## Exercise brief
The line with "Query: plant branch" marks where to begin. Please copy it and each line after it to the end of the records below, exactly.

## Supplied material
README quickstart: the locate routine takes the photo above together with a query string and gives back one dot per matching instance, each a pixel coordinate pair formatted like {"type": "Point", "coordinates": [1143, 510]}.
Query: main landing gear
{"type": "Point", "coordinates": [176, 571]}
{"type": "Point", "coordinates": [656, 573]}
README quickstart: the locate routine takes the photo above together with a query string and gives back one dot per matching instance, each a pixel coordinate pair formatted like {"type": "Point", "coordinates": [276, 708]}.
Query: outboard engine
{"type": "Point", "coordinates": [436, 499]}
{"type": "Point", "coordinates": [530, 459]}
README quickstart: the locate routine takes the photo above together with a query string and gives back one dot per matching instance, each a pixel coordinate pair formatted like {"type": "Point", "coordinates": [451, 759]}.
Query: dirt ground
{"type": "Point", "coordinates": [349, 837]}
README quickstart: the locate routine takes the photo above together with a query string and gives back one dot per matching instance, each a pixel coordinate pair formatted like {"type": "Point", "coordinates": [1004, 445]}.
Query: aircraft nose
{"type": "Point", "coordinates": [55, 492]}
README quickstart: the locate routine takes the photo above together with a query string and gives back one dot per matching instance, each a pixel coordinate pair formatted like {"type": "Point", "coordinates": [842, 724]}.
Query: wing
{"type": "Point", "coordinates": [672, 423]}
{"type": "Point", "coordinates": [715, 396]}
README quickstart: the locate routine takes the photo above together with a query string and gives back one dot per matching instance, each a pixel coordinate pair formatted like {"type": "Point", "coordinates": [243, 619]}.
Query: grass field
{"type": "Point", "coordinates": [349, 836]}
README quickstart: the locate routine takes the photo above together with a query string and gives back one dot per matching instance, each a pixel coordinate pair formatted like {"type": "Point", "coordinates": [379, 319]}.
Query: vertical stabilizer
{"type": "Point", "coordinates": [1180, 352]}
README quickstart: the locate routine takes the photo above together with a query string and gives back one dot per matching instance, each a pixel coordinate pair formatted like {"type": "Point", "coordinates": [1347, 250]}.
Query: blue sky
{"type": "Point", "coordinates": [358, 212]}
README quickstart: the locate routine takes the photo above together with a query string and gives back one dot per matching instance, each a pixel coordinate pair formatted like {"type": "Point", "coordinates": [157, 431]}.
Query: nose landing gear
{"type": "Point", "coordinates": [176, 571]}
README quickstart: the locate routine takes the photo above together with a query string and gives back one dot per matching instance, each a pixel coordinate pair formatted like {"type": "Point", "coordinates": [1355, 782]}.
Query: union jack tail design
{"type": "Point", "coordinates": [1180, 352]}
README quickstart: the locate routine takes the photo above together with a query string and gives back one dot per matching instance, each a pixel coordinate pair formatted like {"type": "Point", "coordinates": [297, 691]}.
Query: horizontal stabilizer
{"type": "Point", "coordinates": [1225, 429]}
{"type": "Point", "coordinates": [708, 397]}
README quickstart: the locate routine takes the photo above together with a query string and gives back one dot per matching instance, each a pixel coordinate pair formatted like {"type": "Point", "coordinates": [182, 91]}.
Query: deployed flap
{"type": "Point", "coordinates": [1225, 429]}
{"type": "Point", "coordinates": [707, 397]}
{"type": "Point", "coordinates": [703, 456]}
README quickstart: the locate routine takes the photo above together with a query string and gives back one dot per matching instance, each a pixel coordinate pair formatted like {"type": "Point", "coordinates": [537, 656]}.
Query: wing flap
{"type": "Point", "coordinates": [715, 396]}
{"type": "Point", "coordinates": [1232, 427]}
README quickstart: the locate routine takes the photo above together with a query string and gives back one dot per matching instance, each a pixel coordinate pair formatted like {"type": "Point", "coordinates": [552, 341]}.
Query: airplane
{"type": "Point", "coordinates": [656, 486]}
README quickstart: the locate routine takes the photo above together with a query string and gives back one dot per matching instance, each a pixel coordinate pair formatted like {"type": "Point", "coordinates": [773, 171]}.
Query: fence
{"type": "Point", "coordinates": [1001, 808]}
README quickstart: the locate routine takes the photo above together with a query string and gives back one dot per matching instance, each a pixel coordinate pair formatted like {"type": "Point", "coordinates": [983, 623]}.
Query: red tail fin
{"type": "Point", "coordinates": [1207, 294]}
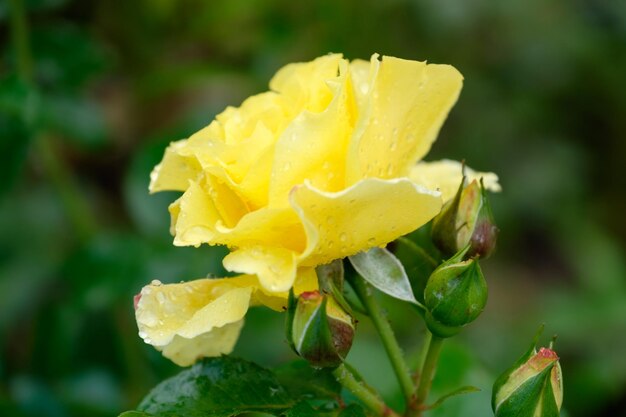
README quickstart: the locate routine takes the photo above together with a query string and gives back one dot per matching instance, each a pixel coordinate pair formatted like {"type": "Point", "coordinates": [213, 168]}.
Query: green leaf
{"type": "Point", "coordinates": [460, 391]}
{"type": "Point", "coordinates": [524, 401]}
{"type": "Point", "coordinates": [384, 271]}
{"type": "Point", "coordinates": [303, 381]}
{"type": "Point", "coordinates": [418, 264]}
{"type": "Point", "coordinates": [302, 409]}
{"type": "Point", "coordinates": [353, 410]}
{"type": "Point", "coordinates": [216, 387]}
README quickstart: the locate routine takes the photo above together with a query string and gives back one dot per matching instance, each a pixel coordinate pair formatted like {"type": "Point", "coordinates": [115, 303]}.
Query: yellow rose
{"type": "Point", "coordinates": [321, 167]}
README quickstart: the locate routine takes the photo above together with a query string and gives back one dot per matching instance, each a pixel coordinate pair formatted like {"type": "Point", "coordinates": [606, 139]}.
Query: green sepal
{"type": "Point", "coordinates": [330, 276]}
{"type": "Point", "coordinates": [418, 264]}
{"type": "Point", "coordinates": [501, 380]}
{"type": "Point", "coordinates": [291, 312]}
{"type": "Point", "coordinates": [384, 271]}
{"type": "Point", "coordinates": [455, 295]}
{"type": "Point", "coordinates": [524, 400]}
{"type": "Point", "coordinates": [549, 408]}
{"type": "Point", "coordinates": [317, 342]}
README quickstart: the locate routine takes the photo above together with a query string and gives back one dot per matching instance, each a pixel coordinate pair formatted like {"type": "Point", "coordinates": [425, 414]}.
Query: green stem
{"type": "Point", "coordinates": [419, 359]}
{"type": "Point", "coordinates": [364, 292]}
{"type": "Point", "coordinates": [362, 392]}
{"type": "Point", "coordinates": [427, 373]}
{"type": "Point", "coordinates": [19, 31]}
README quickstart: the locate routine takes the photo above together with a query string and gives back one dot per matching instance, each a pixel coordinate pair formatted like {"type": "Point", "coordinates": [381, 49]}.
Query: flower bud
{"type": "Point", "coordinates": [455, 295]}
{"type": "Point", "coordinates": [319, 329]}
{"type": "Point", "coordinates": [466, 219]}
{"type": "Point", "coordinates": [532, 387]}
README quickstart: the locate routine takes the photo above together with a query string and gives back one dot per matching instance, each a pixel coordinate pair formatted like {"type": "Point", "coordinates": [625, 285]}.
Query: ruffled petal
{"type": "Point", "coordinates": [406, 104]}
{"type": "Point", "coordinates": [445, 175]}
{"type": "Point", "coordinates": [371, 213]}
{"type": "Point", "coordinates": [276, 267]}
{"type": "Point", "coordinates": [314, 146]}
{"type": "Point", "coordinates": [303, 84]}
{"type": "Point", "coordinates": [219, 341]}
{"type": "Point", "coordinates": [175, 170]}
{"type": "Point", "coordinates": [194, 217]}
{"type": "Point", "coordinates": [171, 317]}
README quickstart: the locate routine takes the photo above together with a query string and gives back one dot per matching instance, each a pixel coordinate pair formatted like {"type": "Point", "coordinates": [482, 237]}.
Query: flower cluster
{"type": "Point", "coordinates": [324, 165]}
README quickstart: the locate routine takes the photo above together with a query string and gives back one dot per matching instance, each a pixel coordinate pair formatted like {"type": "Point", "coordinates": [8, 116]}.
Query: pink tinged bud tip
{"type": "Point", "coordinates": [548, 354]}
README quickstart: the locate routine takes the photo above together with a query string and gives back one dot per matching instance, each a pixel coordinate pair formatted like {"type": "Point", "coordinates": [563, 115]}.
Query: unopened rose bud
{"type": "Point", "coordinates": [455, 295]}
{"type": "Point", "coordinates": [466, 219]}
{"type": "Point", "coordinates": [319, 329]}
{"type": "Point", "coordinates": [532, 387]}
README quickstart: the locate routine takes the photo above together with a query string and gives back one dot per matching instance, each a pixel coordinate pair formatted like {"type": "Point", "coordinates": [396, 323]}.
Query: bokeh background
{"type": "Point", "coordinates": [91, 92]}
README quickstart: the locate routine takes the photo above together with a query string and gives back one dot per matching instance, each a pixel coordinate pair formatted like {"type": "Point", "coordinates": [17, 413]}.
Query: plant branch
{"type": "Point", "coordinates": [370, 399]}
{"type": "Point", "coordinates": [19, 32]}
{"type": "Point", "coordinates": [427, 373]}
{"type": "Point", "coordinates": [364, 292]}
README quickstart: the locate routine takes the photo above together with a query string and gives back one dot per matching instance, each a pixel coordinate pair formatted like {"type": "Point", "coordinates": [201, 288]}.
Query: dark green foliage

## Exercise solution
Query: plant branch
{"type": "Point", "coordinates": [370, 399]}
{"type": "Point", "coordinates": [19, 32]}
{"type": "Point", "coordinates": [427, 373]}
{"type": "Point", "coordinates": [364, 292]}
README quickstart: the locate routine takes the photo above together with a query string and gives back one dot per matching instance, each a pixel coordinate pair formatted like {"type": "Point", "coordinates": [201, 288]}.
Query: dark green foliage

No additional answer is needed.